Reproduce all of the data that follows, character for character.
>> BEGIN RECORD LIST
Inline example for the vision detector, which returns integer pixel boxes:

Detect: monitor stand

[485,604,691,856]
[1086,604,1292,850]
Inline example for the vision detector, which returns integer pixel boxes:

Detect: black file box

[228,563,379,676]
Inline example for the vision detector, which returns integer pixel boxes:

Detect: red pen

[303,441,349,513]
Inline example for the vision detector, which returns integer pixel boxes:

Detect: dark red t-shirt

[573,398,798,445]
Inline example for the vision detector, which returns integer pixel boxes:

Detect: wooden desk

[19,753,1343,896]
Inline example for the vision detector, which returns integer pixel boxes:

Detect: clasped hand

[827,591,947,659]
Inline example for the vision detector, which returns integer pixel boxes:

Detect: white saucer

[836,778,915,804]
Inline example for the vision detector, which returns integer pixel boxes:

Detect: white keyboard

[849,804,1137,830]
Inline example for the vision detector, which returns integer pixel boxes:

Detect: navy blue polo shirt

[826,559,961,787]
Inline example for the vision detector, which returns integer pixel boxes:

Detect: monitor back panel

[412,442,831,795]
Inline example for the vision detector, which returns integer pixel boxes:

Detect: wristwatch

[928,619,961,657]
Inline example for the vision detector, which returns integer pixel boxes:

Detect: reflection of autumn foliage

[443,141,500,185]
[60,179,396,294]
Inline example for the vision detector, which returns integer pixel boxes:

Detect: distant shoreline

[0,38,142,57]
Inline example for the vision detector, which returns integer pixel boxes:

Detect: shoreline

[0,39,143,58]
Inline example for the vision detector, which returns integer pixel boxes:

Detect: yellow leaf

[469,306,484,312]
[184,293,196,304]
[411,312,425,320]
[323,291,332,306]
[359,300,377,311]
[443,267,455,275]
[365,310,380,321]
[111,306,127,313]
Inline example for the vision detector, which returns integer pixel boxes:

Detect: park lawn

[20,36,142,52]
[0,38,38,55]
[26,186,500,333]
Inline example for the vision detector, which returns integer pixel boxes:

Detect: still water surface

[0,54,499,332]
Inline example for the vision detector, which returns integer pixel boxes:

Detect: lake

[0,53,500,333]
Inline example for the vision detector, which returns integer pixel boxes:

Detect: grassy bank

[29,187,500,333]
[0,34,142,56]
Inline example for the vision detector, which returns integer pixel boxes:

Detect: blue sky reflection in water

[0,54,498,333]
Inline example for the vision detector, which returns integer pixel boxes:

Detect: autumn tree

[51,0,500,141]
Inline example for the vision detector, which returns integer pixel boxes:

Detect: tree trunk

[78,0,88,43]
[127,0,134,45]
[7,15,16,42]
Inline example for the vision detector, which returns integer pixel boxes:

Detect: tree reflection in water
>> END RECORD LIST
FULL ANSWER:
Inline example for the vision detector, which returns integer pixel boxes:

Detect: monitor stand

[485,604,691,856]
[1086,604,1292,850]
Inline example for the vision detector, which returns integer pixel boxes:

Detect: black file box

[228,563,379,676]
Inline example for the vision detector, which returns integer pixel boxes:

Detect: red pen

[303,441,349,513]
Inline example for the vision detector, which returns integer pixel boxes:

Detect: dark red t-shirt

[573,398,798,445]
Inline example for the vision detector, which returns integer pixel boxes:

Detect: wooden desk

[19,753,1343,896]
Inline example for the vision detector, which returns integer pixel boxes:

Detect: clasped hand

[827,591,947,659]
Inline example for the vision detector, which returns integer pixel boxes:

Detect: white saucer

[836,778,915,804]
Inline example for the vision detector, which returns integer pixel boxes:

Detect: white keyboard

[849,804,1137,830]
Inline example for the vision detector, which returns integer pixel boxes:

Detect: navy blue polo shirt

[826,559,961,787]
Inline example for the vision detector, which returns integer pixel boxes:

Detect: monitor back panel

[412,442,831,795]
Inline example for the vision detector, which returns integer pixel boxes:

Detect: wristwatch

[928,619,961,657]
Inline example for the vision detector, which returns integer pixel boxes:

Detect: reflection of autumn foliage

[443,141,500,185]
[60,179,396,294]
Inline example for the vision detector, which returns integer pixel boxes:

Detect: distant shoreline

[0,38,142,57]
Inline example for the vision detector, which returns integer pixel boxes:

Detect: shoreline

[0,39,143,58]
Inline example for the vision detector, which returns integer pixel boxes:

Detect: yellow leaf

[469,306,484,312]
[184,293,196,304]
[411,312,425,320]
[323,291,332,306]
[359,300,377,311]
[443,267,455,275]
[365,310,380,321]
[111,306,127,313]
Inline example for the vision detector, which returns integer pixel boxes:

Detect: park lawn

[20,36,142,52]
[0,38,38,55]
[26,186,500,333]
Inline example for the vision detector, which returns integer pixel boxes:

Detect: still water surface

[0,54,499,332]
Inline example for the vision detector, which returns integer pixel boxes:

Detect: lake

[0,53,500,333]
Inline example for the vision detector, which returns integer pixel boxes:

Detect: grassy bank

[29,187,500,333]
[0,34,142,56]
Inline example for the vision detector, which returns integer pixel boxes:

Detect: blue sky reflection in water

[0,54,498,333]
Inline example for the vision detector, which returns integer pixel boxes:

Detect: autumn tree

[51,0,500,141]
Inline example for the vision detector, which returns integer pixel boxes:

Detect: tree trunk

[78,0,88,43]
[127,0,134,45]
[7,15,16,42]
Inline example for the vision detector, which returns integer pixel boxes:

Detect: tree reflection in water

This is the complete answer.